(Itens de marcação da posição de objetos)
-------
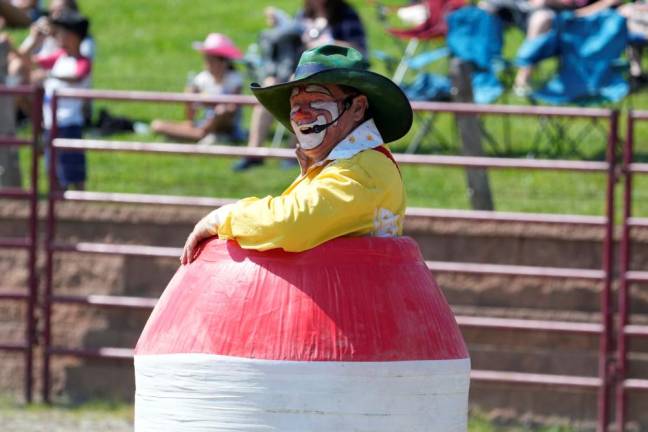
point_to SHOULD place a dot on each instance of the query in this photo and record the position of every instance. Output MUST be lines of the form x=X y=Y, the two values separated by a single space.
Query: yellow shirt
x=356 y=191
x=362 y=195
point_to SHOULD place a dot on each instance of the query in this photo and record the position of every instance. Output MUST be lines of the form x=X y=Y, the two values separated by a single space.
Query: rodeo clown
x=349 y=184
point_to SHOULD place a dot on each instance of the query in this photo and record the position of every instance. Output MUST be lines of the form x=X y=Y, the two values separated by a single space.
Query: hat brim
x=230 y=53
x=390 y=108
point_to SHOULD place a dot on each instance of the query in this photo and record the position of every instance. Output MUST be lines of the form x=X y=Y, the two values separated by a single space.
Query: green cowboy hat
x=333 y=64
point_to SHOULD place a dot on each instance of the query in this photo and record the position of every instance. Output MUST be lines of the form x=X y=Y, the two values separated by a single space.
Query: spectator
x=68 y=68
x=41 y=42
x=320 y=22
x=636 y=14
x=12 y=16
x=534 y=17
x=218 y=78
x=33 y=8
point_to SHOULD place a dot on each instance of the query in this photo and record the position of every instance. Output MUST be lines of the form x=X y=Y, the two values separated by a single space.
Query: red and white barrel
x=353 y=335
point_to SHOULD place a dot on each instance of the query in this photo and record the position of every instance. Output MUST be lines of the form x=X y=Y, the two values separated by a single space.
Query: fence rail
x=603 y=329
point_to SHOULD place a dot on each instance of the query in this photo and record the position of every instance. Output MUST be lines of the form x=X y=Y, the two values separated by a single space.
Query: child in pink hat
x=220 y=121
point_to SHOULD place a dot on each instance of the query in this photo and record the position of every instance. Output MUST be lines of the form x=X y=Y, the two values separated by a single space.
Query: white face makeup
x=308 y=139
-------
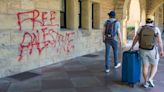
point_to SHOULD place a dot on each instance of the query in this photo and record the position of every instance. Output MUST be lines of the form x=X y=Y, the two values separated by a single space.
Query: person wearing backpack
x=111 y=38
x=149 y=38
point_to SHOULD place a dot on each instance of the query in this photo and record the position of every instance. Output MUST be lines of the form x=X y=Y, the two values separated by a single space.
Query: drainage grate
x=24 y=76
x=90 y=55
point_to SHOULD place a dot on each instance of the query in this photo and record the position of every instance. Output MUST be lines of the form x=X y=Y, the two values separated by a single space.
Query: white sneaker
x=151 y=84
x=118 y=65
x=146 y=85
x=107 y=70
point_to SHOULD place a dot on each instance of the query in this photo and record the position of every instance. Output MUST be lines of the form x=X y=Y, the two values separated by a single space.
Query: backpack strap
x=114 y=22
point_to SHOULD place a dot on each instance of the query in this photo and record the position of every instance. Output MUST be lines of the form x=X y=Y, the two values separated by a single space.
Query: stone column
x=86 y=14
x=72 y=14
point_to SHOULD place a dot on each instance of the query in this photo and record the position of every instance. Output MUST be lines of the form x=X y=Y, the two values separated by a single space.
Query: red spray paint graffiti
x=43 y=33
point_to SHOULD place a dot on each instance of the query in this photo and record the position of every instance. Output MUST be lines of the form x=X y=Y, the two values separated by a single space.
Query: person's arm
-------
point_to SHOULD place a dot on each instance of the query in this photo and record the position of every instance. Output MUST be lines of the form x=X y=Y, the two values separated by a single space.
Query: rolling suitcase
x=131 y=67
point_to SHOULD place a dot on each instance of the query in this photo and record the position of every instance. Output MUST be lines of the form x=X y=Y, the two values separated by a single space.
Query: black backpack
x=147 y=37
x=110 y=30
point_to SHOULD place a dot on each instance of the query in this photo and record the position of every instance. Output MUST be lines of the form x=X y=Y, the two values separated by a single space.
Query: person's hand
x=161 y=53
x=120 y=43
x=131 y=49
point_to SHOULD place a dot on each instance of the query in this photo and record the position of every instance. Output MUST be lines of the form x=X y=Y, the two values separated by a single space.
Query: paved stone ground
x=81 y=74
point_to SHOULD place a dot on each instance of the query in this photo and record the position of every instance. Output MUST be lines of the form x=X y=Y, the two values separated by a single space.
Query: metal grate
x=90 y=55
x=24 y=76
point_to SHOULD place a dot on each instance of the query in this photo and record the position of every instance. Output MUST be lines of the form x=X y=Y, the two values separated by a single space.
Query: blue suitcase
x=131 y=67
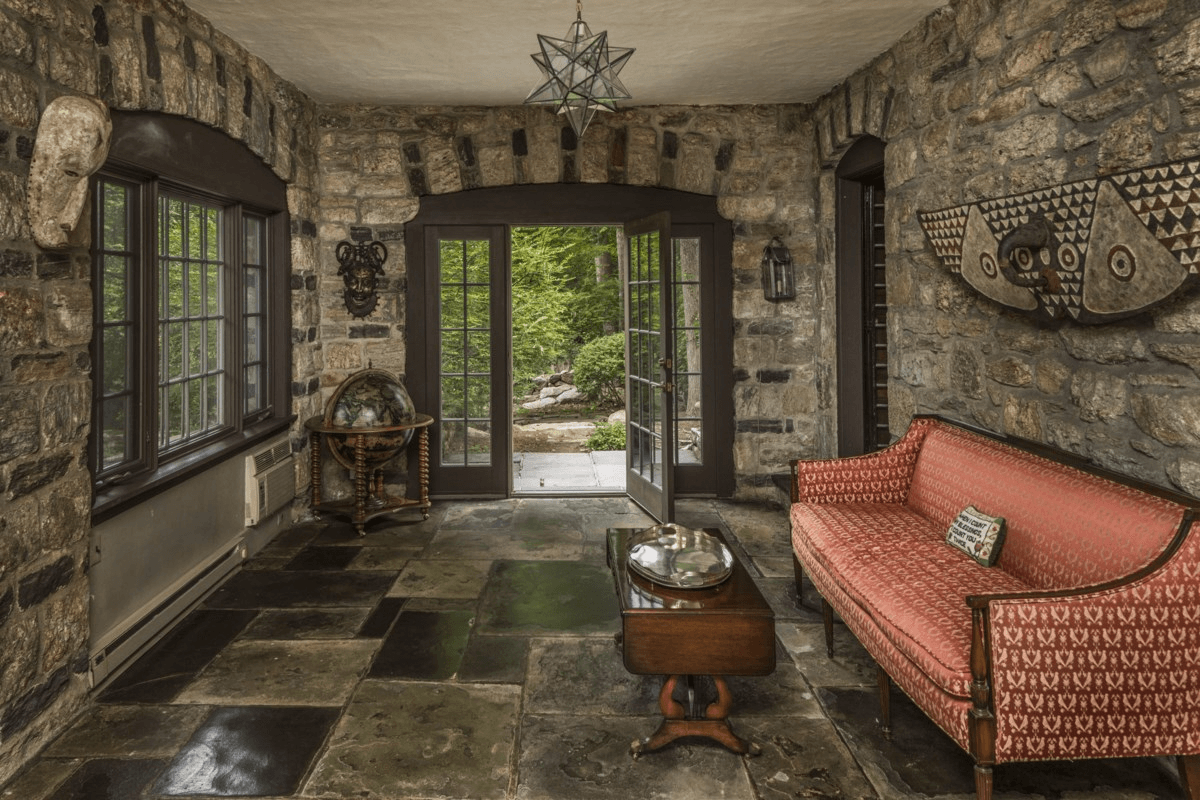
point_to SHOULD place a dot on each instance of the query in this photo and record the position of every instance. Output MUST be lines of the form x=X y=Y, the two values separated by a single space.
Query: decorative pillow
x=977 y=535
-------
REQUISITOS DO EXERCÍCIO — Identifique, por favor, todas as linhas dos itens acima que contêm a palavra "suitcase" e copie cada uma delas.

RESPOSTA COMPLETA —
Query: rolling suitcase
Query: blue suitcase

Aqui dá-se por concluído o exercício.